#### TEXTE SOURCE ####
Leçon numéro 1: éviter la tentation du faits divers

«Quand les journalistes sont en banlieue, parce que c’est un territoire où il n’y pas de calendrier, où les événements ne sont pas prévus ni anticipés, ils sont à la merci d’un événement brutal, du fait divers, du crime», commence David Dieudonné. Conséquence, «l’actualité de la zone est préemptée par l’événement tragique». Et c’est une tendance générale, le traitement du fait divers est en hausse dans les médias. Pour ne pas se faire aspirer par le fait divers, il faut s’astreindre à prévoir des sujets sociétaux, économiques, sportifs ou autres en banlieue.

Leçon numéro 2: savoir que ce n’est ni noir ni rose

Il existe un traitement intermédiaire entre l’excès de tragique et l’excès d’enthousiasme, reprend David Dieudonné qui observe que, trop souvent, les journalistes «paient leur dette à la banlieue en faisant une “successful story” sur un type qui lance sa start-up et réussit». Or «on ne fait pas son travail» quand on est «dans le pire ou dans le meilleur».

Leçon numéro 3: privilégier le terrain et le temps

Il faut «être sur le terrain et y revenir, et y rester longtemps, pour pouvoir s’y enfoncer», continue David Dieudonné qui recommande même de ne prendre aucun fixeur. Cela suppose que la rédaction à laquelle les journalistes appartiennent soit solide, ait pu les contractualiser et leur laisse une grande latitude. «Il ne faut pas que la précarité couvre la précarité», tranche l’invité de la master class.
#### LISTE DES DONNÉES ####
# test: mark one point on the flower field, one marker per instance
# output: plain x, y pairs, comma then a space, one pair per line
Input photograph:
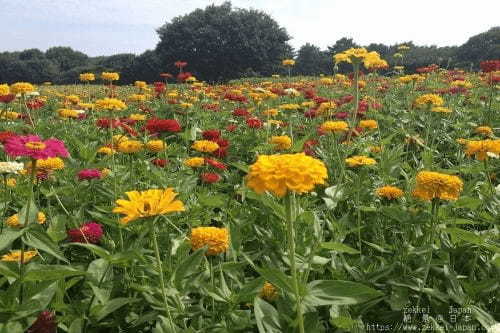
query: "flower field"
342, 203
####
▶ _CONSIGNE ÉCRITE_: Reprenez le texte sur le journalisme en banlieue et poursuivez-le à partir de sa dernière phrase. Les données proviennent d'une autre source que le texte.

▶ _RÉSULTAT_:
Leçon numéro 4: pratiquer la diversification des sources

L’apport des nouvelles technologies et des réseaux sociaux est considérable pour la couverture journalistique des banlieues. Cela évite de se laisser influencer uniquement par des sources policières et judiciaires puisque, sur le réseau, on trouve aussi des témoignages de personnes qui vivent sur place. La difficulté, temporise David Dieudonné, c’est de savoir «naviguer dans tous ces messages diffusés et d’effectuer le travail de “curation” nécessaire pour quadriller» l’ensemble. Faire une bonne veille en ligne sur le sujet couvert, donc.

Leçon numéro 5: se méfier de la discrimination passive

Partir à l’étranger aide à voir son pays avec un regard neuf. David Dieudonné, qui est retourné étudier à New York, dans un système qui n’était pas le sien, a soudain mieux appréhendé ce qui ne marche pas en France. Aux Etats-Unis, «ceux qui fument de l’herbe sont des blancs, mais ceux qui sont en prison sont avant tout des Afro-Américains», explique-t-il. «J’ai mieux saisi le cliché du jeune banlieusard musulman en France en voyant le prototype du jeune noir aux Etats-Unis».

Leçon numéro 6: chercher ailleurs la clé

La question de la laïcité est souvent la clé pour expliquer la situation en banlieues dans les journaux. Trop facile, juge David Dieudonné qui martèle qu’il n’y a pas forcément d’opposition entre la République et les religions.

Leçon numéro 7: montrer de l’empathie

C’est la leçon tirée de la lecture de l’ouvrage Covering Islam co-écrit par Edward Said. Celui-ci appelle à l’empathie les journalistes amenés à couvrir cette religion qu’ils méconnaissent.

Leçon numéro 8: lire, lire, et encore lire

Le conseil vaut pour tous les champs journalistiques: il faut lire des livres, chaque nuit, chaque jour, lire beaucoup. «Les bons papiers sont comme des bibliothèques» remplies de références et d’idées extraites des lectures du journaliste.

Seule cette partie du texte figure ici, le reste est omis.